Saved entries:
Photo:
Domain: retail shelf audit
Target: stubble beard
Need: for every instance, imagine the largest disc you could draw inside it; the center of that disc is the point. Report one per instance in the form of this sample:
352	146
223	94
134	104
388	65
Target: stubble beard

## Task requirements
Each of the entries must be set down exactly, none omitted.

## Problem solution
Photo:
Domain: retail shelf audit
Target: stubble beard
Need: for every instance, imagine the largest disc you could draw inside it; the center of that disc is the point. Report one per instance in the form of this sample:
352	146
223	94
134	104
388	65
Target: stubble beard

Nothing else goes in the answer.